*The request:* Find every line in the data below that contains the word "sofa" and copy each such line in full.

Start The data

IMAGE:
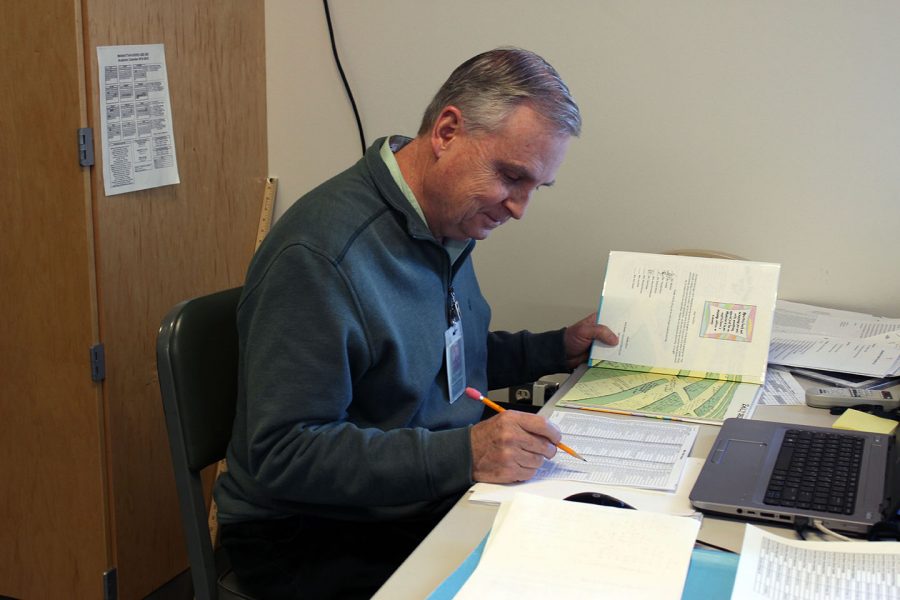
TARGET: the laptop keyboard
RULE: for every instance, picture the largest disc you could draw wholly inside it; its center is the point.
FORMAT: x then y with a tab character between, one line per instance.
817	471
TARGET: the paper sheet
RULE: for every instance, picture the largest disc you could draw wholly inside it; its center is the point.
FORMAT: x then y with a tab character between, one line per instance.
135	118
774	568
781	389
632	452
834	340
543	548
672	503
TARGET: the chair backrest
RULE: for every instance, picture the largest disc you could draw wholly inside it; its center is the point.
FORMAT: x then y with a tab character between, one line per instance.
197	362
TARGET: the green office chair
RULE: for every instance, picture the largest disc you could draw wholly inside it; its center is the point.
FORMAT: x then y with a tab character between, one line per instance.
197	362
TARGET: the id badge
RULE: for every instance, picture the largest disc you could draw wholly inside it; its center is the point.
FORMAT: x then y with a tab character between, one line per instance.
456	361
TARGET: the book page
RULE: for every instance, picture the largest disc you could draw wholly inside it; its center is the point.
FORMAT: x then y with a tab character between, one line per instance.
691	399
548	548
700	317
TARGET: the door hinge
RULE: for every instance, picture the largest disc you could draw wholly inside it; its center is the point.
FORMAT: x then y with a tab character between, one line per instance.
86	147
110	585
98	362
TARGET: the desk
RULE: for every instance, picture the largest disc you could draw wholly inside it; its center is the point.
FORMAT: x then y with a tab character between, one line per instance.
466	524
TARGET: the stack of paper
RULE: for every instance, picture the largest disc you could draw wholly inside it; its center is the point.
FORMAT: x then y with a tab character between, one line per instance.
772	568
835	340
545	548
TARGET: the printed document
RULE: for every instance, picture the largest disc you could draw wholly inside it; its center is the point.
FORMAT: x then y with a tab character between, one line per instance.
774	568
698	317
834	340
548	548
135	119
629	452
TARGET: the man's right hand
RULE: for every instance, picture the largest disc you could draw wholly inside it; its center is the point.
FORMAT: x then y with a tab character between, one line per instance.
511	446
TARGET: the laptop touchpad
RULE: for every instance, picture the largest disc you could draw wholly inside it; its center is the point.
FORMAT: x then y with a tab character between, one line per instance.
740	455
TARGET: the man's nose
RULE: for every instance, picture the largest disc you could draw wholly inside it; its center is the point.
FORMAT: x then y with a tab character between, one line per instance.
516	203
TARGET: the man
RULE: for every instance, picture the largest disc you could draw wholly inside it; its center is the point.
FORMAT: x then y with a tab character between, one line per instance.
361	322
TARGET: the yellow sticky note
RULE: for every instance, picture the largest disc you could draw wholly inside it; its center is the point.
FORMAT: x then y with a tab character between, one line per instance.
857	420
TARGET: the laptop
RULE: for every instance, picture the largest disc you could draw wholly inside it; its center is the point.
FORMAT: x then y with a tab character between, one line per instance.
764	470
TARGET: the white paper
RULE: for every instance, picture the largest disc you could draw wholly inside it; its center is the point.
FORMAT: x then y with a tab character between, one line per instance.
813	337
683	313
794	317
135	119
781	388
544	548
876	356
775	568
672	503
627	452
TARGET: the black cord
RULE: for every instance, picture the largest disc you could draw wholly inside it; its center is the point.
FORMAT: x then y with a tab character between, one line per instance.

End The data
Start The data

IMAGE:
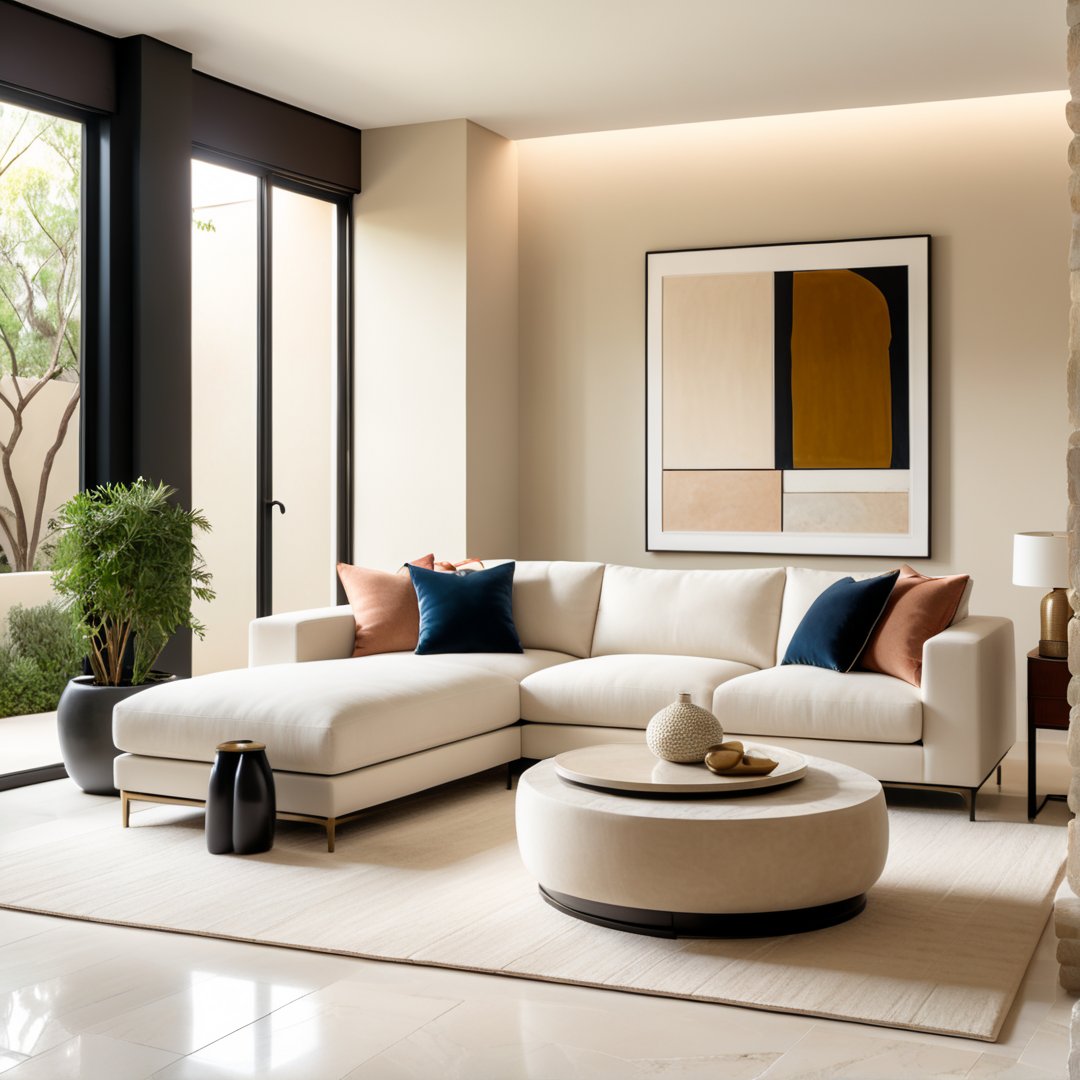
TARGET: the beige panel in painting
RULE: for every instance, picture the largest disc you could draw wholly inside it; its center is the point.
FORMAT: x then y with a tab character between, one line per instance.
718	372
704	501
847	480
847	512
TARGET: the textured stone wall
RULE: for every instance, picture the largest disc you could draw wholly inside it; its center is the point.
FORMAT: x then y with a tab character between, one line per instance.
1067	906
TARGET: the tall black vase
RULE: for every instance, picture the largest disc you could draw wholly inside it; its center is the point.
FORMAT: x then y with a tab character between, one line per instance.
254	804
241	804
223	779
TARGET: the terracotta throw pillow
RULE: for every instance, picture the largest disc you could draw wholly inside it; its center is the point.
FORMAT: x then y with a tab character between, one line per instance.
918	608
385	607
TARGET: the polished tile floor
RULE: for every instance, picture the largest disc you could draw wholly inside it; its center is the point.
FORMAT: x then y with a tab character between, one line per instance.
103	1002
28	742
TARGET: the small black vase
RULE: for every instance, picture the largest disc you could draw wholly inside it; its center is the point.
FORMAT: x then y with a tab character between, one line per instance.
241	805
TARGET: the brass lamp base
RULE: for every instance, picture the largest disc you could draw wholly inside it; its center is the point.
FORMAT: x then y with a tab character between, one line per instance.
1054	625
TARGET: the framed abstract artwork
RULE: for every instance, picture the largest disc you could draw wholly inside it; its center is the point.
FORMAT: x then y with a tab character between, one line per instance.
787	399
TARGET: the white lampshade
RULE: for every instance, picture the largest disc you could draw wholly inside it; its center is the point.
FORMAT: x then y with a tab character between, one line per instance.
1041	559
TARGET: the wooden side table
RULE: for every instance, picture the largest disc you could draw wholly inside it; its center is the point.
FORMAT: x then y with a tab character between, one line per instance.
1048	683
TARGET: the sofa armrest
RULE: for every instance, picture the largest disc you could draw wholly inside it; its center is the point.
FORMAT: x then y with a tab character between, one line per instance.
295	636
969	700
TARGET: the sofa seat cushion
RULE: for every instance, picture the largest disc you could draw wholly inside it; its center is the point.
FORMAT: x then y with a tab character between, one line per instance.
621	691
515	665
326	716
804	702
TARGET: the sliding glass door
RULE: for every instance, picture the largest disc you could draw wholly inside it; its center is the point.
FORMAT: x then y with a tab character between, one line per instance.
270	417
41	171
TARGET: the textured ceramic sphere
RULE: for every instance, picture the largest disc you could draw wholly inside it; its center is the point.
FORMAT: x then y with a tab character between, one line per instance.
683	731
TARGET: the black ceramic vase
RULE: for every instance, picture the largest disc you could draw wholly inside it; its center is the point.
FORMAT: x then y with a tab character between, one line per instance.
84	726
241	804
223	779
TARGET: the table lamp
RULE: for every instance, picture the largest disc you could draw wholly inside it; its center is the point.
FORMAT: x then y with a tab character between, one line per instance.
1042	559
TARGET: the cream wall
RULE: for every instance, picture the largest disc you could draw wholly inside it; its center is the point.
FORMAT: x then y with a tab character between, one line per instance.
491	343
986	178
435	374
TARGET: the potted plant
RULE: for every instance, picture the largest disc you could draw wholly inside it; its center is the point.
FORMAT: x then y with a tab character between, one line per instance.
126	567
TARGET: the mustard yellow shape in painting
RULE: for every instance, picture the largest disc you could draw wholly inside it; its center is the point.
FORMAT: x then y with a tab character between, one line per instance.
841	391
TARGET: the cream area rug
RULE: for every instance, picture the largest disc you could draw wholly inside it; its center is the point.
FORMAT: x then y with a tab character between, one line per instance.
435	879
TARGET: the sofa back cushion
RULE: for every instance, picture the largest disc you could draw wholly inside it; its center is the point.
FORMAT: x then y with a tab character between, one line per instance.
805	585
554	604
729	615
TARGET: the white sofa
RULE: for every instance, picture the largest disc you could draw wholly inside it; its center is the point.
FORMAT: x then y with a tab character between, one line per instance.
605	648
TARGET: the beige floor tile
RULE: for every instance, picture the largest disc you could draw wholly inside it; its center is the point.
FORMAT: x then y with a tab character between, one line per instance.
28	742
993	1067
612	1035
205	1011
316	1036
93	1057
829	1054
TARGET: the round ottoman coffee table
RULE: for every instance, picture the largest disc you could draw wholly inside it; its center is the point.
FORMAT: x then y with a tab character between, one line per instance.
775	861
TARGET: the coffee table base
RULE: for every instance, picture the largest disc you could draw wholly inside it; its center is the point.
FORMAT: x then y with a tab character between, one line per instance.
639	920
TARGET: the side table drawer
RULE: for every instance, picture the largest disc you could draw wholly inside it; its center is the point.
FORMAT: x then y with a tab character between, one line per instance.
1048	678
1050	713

End The data

*Task response:*
TARGET: the sofa armrest
TARGET: the sofa seat cushion
TARGET: the sofa back cushion
TARGET: the white sofa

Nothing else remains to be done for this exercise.